== PROVIDED PASSAGE

Species of shrub endemic to Western Australia

Isopogon tridens, commonly known as the three-toothed coneflower, is a species of flowering plant in the family Proteaceae and is endemic to the southwest of Western Australia. It is a shrub with wedge-shaped leaves with two or three sharply-pointed teeth, and flattened-spherical heads of glabrous creamy white, sometimes purple flowers.

==Description==
Isopogon tridens is a shrub that typically grows to a height of 1–1.5 m and has hairy, pale reddish to greyish-brown branchlets. The leaves are wedge-shaped, 35–85 mm long, with two or three sharply-pointed lobes or teeth near the tip. The flowers are arranged on the ends of branchlets in sessile, flattened-spherical heads 20–30 mm in diameter with hairy, broadly egg-shaped involucral bracts at the base. The flowers are more or less glabrous, creamy white or rarely deep purple, and 22–28 mm long. Flowering occurs from June to July and the fruit is a hairy nut, fused with others in a flattened-spherical head about 20 mm in diameter.

==Taxonomy==
Three-toothed coneflower was first formally described in 1855 by Carl Meissner who gave it the name Isopogon trilobus var. tridens in Hooker's Journal of Botany and Kew Garden Miscellany from specimens collected by James Drummond. In 1868, Ferdinand von Mueller changed the name to Isopogon tridens in Fragmenta phytographiae Australiae.

====
== EXTRACTED DATA

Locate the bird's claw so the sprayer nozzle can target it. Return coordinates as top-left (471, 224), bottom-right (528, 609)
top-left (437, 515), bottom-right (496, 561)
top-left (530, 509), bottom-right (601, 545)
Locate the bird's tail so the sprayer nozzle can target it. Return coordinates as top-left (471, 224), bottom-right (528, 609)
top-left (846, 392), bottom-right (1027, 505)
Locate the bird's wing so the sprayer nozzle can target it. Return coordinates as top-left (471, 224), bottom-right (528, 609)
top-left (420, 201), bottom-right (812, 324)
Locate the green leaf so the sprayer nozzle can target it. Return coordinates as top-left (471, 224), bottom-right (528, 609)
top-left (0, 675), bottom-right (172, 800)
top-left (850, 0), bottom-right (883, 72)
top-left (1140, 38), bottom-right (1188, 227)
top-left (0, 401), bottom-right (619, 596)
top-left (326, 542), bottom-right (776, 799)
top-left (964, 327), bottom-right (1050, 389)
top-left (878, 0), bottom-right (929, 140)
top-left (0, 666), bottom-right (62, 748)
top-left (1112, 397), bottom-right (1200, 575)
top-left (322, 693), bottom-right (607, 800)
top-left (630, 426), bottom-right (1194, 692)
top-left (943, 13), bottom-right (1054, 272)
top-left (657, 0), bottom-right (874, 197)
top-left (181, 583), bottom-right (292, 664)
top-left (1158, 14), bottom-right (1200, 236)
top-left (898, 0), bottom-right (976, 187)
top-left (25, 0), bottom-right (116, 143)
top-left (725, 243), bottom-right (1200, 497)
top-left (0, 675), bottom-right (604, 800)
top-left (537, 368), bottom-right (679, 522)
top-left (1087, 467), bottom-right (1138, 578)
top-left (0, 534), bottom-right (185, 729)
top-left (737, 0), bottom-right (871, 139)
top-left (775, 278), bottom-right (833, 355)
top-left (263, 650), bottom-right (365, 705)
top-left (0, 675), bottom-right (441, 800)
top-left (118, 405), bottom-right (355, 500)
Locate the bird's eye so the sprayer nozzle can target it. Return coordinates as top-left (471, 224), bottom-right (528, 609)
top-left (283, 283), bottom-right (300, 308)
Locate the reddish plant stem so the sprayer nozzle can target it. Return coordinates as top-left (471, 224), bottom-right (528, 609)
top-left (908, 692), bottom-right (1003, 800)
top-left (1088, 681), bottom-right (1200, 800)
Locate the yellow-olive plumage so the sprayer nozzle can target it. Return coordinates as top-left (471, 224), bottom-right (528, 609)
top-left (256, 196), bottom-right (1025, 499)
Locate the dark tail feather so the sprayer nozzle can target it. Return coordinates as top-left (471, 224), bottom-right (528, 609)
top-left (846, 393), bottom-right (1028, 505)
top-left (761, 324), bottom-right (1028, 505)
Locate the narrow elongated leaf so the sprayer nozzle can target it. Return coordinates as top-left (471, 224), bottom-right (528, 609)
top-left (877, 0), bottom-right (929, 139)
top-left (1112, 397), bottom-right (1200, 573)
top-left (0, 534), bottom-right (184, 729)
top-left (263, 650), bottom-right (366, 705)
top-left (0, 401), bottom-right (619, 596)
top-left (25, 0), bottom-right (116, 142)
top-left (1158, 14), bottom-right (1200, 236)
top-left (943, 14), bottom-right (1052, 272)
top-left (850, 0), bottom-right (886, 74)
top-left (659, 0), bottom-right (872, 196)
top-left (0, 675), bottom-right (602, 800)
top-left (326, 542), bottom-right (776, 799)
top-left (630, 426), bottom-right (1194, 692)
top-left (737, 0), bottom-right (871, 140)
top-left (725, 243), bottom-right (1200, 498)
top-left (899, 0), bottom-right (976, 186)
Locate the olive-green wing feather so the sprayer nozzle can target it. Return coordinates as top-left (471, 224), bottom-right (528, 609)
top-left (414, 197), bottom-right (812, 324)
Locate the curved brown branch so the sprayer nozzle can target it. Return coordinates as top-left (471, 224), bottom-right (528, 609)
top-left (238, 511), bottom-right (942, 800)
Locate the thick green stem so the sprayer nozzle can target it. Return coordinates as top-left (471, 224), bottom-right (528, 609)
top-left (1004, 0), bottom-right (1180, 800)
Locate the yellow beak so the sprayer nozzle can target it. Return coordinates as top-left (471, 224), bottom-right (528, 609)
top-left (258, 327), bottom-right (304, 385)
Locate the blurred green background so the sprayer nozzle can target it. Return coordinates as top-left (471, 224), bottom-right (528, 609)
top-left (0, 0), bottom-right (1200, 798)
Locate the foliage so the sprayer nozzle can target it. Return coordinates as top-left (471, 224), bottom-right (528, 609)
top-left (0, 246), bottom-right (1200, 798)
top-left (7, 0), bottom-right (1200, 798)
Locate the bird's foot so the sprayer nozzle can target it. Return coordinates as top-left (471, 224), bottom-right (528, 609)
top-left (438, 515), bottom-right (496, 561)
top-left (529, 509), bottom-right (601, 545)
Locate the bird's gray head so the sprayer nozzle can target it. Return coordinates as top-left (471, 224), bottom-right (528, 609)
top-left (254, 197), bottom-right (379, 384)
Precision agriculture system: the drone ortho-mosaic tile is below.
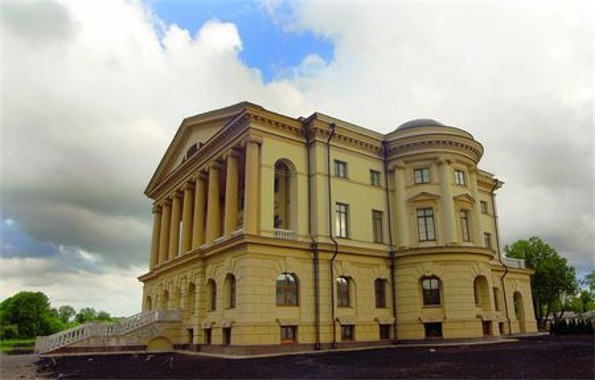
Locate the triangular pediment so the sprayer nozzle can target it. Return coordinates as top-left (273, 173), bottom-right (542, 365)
top-left (408, 191), bottom-right (440, 202)
top-left (453, 193), bottom-right (475, 204)
top-left (145, 102), bottom-right (262, 194)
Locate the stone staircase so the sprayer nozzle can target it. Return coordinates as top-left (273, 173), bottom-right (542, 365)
top-left (35, 309), bottom-right (182, 354)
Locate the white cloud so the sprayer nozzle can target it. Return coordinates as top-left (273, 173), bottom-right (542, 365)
top-left (1, 1), bottom-right (595, 314)
top-left (0, 258), bottom-right (144, 316)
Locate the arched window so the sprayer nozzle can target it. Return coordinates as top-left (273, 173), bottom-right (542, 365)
top-left (473, 276), bottom-right (490, 310)
top-left (225, 274), bottom-right (236, 309)
top-left (277, 273), bottom-right (298, 306)
top-left (336, 276), bottom-right (351, 307)
top-left (374, 278), bottom-right (386, 307)
top-left (161, 290), bottom-right (169, 309)
top-left (186, 282), bottom-right (196, 315)
top-left (207, 279), bottom-right (217, 311)
top-left (421, 276), bottom-right (441, 306)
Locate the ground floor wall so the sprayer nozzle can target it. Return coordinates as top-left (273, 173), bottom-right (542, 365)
top-left (143, 245), bottom-right (536, 346)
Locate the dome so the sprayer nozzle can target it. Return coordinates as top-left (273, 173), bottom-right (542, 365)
top-left (396, 119), bottom-right (445, 131)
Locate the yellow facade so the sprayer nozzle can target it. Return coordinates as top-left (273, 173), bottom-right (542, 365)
top-left (140, 103), bottom-right (536, 348)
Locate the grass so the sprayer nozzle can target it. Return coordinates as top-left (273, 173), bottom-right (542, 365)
top-left (0, 339), bottom-right (35, 353)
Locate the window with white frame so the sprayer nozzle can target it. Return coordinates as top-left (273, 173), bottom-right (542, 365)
top-left (335, 160), bottom-right (348, 178)
top-left (413, 168), bottom-right (430, 185)
top-left (455, 169), bottom-right (467, 186)
top-left (372, 210), bottom-right (384, 243)
top-left (370, 170), bottom-right (380, 186)
top-left (460, 210), bottom-right (471, 241)
top-left (335, 203), bottom-right (349, 238)
top-left (417, 207), bottom-right (436, 241)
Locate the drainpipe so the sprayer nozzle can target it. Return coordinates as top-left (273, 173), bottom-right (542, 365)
top-left (382, 141), bottom-right (397, 344)
top-left (304, 124), bottom-right (320, 350)
top-left (490, 179), bottom-right (512, 334)
top-left (326, 123), bottom-right (339, 348)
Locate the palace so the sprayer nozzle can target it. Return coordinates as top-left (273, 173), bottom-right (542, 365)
top-left (139, 102), bottom-right (536, 353)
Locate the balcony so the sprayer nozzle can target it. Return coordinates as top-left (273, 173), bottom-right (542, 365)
top-left (502, 256), bottom-right (525, 269)
top-left (274, 228), bottom-right (295, 240)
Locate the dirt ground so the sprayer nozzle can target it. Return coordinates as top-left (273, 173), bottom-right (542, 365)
top-left (0, 335), bottom-right (595, 379)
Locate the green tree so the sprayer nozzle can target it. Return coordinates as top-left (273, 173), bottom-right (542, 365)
top-left (0, 292), bottom-right (53, 339)
top-left (577, 290), bottom-right (595, 313)
top-left (504, 236), bottom-right (578, 327)
top-left (581, 270), bottom-right (595, 298)
top-left (58, 305), bottom-right (76, 323)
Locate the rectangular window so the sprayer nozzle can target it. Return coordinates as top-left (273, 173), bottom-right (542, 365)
top-left (281, 326), bottom-right (297, 343)
top-left (335, 203), bottom-right (349, 238)
top-left (461, 210), bottom-right (471, 241)
top-left (455, 170), bottom-right (467, 185)
top-left (494, 287), bottom-right (500, 311)
top-left (341, 325), bottom-right (355, 340)
top-left (421, 277), bottom-right (441, 306)
top-left (413, 168), bottom-right (430, 185)
top-left (379, 325), bottom-right (391, 339)
top-left (374, 278), bottom-right (386, 308)
top-left (337, 276), bottom-right (351, 307)
top-left (372, 210), bottom-right (384, 243)
top-left (417, 208), bottom-right (436, 241)
top-left (424, 322), bottom-right (442, 338)
top-left (370, 170), bottom-right (380, 186)
top-left (483, 232), bottom-right (492, 249)
top-left (335, 160), bottom-right (347, 178)
top-left (223, 327), bottom-right (231, 344)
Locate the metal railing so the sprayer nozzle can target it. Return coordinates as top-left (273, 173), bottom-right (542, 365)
top-left (35, 309), bottom-right (182, 354)
top-left (502, 256), bottom-right (525, 269)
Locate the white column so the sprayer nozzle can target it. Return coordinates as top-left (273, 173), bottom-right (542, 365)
top-left (244, 136), bottom-right (262, 235)
top-left (469, 168), bottom-right (483, 246)
top-left (438, 158), bottom-right (459, 245)
top-left (206, 162), bottom-right (221, 244)
top-left (192, 173), bottom-right (206, 249)
top-left (394, 161), bottom-right (411, 248)
top-left (169, 191), bottom-right (182, 260)
top-left (159, 199), bottom-right (171, 264)
top-left (223, 150), bottom-right (238, 236)
top-left (182, 183), bottom-right (194, 255)
top-left (149, 205), bottom-right (161, 269)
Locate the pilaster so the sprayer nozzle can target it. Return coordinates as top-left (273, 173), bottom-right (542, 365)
top-left (192, 172), bottom-right (207, 249)
top-left (169, 191), bottom-right (182, 260)
top-left (244, 135), bottom-right (262, 235)
top-left (159, 199), bottom-right (171, 264)
top-left (182, 183), bottom-right (194, 255)
top-left (438, 158), bottom-right (459, 245)
top-left (394, 161), bottom-right (411, 248)
top-left (469, 168), bottom-right (483, 246)
top-left (206, 162), bottom-right (221, 244)
top-left (149, 205), bottom-right (161, 269)
top-left (223, 149), bottom-right (238, 236)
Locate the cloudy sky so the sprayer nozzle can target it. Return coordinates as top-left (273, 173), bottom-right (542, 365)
top-left (0, 1), bottom-right (595, 315)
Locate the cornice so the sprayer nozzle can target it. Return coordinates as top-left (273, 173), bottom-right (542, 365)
top-left (389, 134), bottom-right (483, 162)
top-left (147, 113), bottom-right (248, 199)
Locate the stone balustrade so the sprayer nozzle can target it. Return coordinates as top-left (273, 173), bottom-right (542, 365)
top-left (502, 257), bottom-right (525, 269)
top-left (275, 228), bottom-right (295, 240)
top-left (35, 309), bottom-right (182, 354)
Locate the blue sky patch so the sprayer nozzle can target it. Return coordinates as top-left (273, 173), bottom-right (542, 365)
top-left (148, 1), bottom-right (334, 82)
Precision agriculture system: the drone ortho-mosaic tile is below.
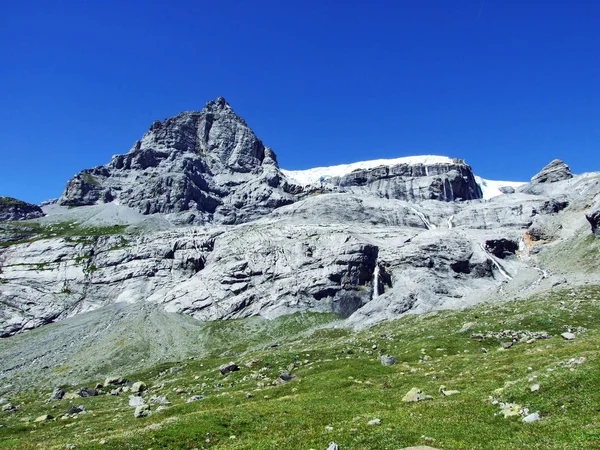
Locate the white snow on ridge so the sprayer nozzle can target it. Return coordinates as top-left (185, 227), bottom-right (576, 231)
top-left (281, 155), bottom-right (452, 186)
top-left (475, 175), bottom-right (527, 200)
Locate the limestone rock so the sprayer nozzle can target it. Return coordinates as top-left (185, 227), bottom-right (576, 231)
top-left (402, 388), bottom-right (433, 403)
top-left (379, 355), bottom-right (398, 366)
top-left (0, 197), bottom-right (44, 222)
top-left (129, 395), bottom-right (146, 407)
top-left (531, 159), bottom-right (573, 184)
top-left (131, 381), bottom-right (147, 394)
top-left (48, 387), bottom-right (65, 402)
top-left (34, 414), bottom-right (54, 422)
top-left (561, 333), bottom-right (577, 341)
top-left (219, 362), bottom-right (240, 375)
top-left (585, 209), bottom-right (600, 237)
top-left (133, 404), bottom-right (152, 418)
top-left (522, 412), bottom-right (541, 423)
top-left (59, 97), bottom-right (293, 224)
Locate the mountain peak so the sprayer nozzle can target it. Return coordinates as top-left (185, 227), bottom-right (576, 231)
top-left (202, 96), bottom-right (233, 113)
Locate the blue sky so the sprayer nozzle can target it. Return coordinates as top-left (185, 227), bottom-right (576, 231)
top-left (0, 0), bottom-right (600, 203)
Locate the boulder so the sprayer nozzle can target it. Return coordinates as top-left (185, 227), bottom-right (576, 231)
top-left (531, 159), bottom-right (573, 184)
top-left (133, 404), bottom-right (152, 418)
top-left (379, 355), bottom-right (398, 366)
top-left (219, 362), bottom-right (240, 375)
top-left (34, 414), bottom-right (54, 422)
top-left (585, 209), bottom-right (600, 237)
top-left (48, 387), bottom-right (65, 402)
top-left (129, 395), bottom-right (146, 407)
top-left (104, 377), bottom-right (125, 386)
top-left (0, 197), bottom-right (44, 222)
top-left (131, 381), bottom-right (146, 394)
top-left (402, 388), bottom-right (433, 403)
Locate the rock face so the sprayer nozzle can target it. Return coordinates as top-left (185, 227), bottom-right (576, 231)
top-left (531, 159), bottom-right (573, 183)
top-left (0, 197), bottom-right (44, 222)
top-left (328, 159), bottom-right (482, 202)
top-left (585, 209), bottom-right (600, 237)
top-left (59, 97), bottom-right (293, 224)
top-left (0, 98), bottom-right (600, 337)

====

TASK BRIEF
Please copy the entire Isopogon tridens text word for word. The data stands on its own and has no connection to the Isopogon tridens text.

RESPONSE AREA
Species of shrub endemic to Western Australia

Isopogon tridens, commonly known as the three-toothed coneflower, is a species of flowering plant in the family Proteaceae and is endemic to the southwest of Western Australia. It is a shrub with wedge-shaped leaves with two or three sharply-pointed teeth, and flattened-spherical heads of glabrous creamy white, sometimes purple flowers.

==Description==
Isopogon tridens is a shrub that typically grows to a height of 1–1.5 m and has hairy, pale reddish to greyish-brown branchlets. The leaves are wedge-shaped, 35–85 mm long, with two or three sharply-pointed lobes or teeth near the tip. The flowers are arranged on the ends of branchlets in sessile, flattened-spherical heads 20–30 mm in diameter with hairy, broadly egg-shaped involucral bracts at the base. The flowers are more or less glabrous, creamy white or rarely deep purple, and 22–28 mm long. Flowering occurs from June to July and the fruit is a hairy nut, fused with others in a flattened-spherical head about 20 mm in diameter.

==Taxonomy==
Three-toothed coneflower was first formally described in 1855 by Carl Meissner who gave it the name Isopogon trilobus var. tridens in Hooker's Journal of Botany and Kew Garden Miscellany from specimens collected by James Drummond. In 1868, Ferdinand von Mueller changed the name to Isopogon tridens in Fragmenta phytographiae Australiae.